Given task: Return, verbatim, the stretch of the railway catering problem from "Problem 1: Railway" through "of these eateries.".
==== Selected extract ====
Problem 1: Railway Catering Contracts, *(K Narayan Kumar, CMI)*

The government of Siruseri has just commissioned one of the longest and most modern railway routes in the world. This route runs the entire length of Siruseri and passes through many of the big cities and a large number of small towns and villages in Siruseri.

The railway stations along this route have all been constructed keeping in mind the comfort of the travellers. Every station has big parking lots, comfortable waiting rooms and plenty of space for eateries. The railway authorities would like to contract out the catering services of these eateries.

Unfortunately, catering contractors are not philanthropists and would like to maximise their profits. The Siruseri Economic Survey has done a through feasibility study of the different stations and documented the expected profits (or losses) for the eateries in all the railway stations on this route. Every contractor would like to run the catering service only in the profitable stations and stay away from the loss making ones.
==== Data listing ====
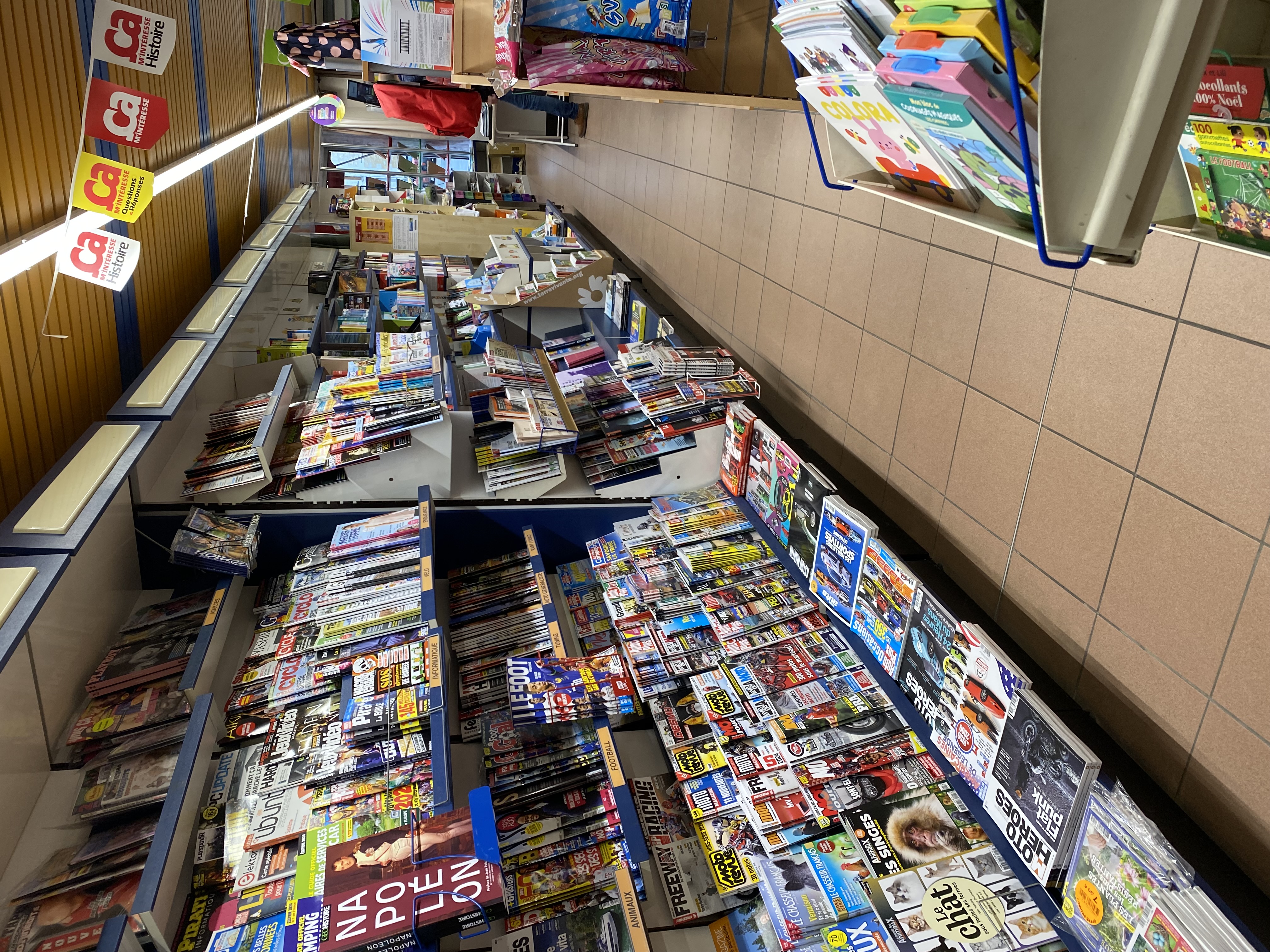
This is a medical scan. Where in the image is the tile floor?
[528,98,1270,888]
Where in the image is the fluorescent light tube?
[0,96,318,291]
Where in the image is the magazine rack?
[791,0,1219,269]
[0,459,251,948]
[122,360,309,503]
[735,495,1082,949]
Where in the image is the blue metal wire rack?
[789,0,1094,270]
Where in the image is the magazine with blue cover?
[809,496,878,625]
[851,538,917,678]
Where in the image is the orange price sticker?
[1074,880,1102,925]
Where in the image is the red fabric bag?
[375,82,481,138]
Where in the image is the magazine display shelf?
[123,358,300,503]
[434,510,672,948]
[0,454,250,949]
[811,0,1229,267]
[737,496,1083,951]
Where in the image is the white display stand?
[594,427,724,499]
[296,410,457,503]
[134,355,301,503]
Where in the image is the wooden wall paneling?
[0,0,119,523]
[203,0,259,268]
[106,0,202,170]
[723,0,784,96]
[131,174,212,364]
[0,0,84,242]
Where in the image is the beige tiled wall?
[529,99,1270,891]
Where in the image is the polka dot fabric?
[273,20,362,66]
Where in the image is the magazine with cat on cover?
[864,844,1061,952]
[843,781,988,876]
[851,538,917,678]
[983,689,1102,883]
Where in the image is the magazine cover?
[501,903,634,952]
[746,419,781,523]
[821,909,889,952]
[794,731,926,788]
[682,769,741,820]
[312,807,503,952]
[648,688,710,750]
[243,787,312,850]
[630,773,735,925]
[789,461,837,578]
[883,85,1031,225]
[710,896,780,952]
[803,833,869,919]
[931,622,1027,800]
[723,632,847,700]
[0,872,141,952]
[719,400,756,496]
[983,689,1101,883]
[824,754,944,812]
[695,810,764,895]
[74,744,180,819]
[895,585,966,734]
[756,853,838,949]
[798,72,963,192]
[851,538,917,678]
[843,781,988,876]
[763,439,803,548]
[808,496,878,625]
[865,845,1061,952]
[1062,796,1162,949]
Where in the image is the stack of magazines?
[571,484,1077,949]
[480,715,643,934]
[0,592,230,952]
[170,507,260,576]
[551,340,758,487]
[180,394,272,496]
[447,548,551,740]
[507,647,636,725]
[173,508,441,921]
[469,340,578,492]
[293,358,442,479]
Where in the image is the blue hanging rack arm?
[997,0,1094,270]
[789,53,855,192]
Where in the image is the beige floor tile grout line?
[992,278,1076,620]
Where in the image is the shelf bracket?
[789,53,855,192]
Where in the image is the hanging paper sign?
[309,93,344,126]
[93,0,176,72]
[57,226,141,291]
[71,152,155,221]
[84,76,168,149]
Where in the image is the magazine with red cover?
[0,872,141,952]
[319,808,506,952]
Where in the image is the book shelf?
[798,0,1234,267]
[436,502,671,948]
[735,495,1082,949]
====
The answer:
Problem 1: Railway Catering Contracts, *(K Narayan Kumar, CMI)*

The government of Siruseri has just commissioned one of the longest and most modern railway routes in the world. This route runs the entire length of Siruseri and passes through many of the big cities and a large number of small towns and villages in Siruseri.

The railway stations along this route have all been constructed keeping in mind the comfort of the travellers. Every station has big parking lots, comfortable waiting rooms and plenty of space for eateries. The railway authorities would like to contract out the catering services of these eateries.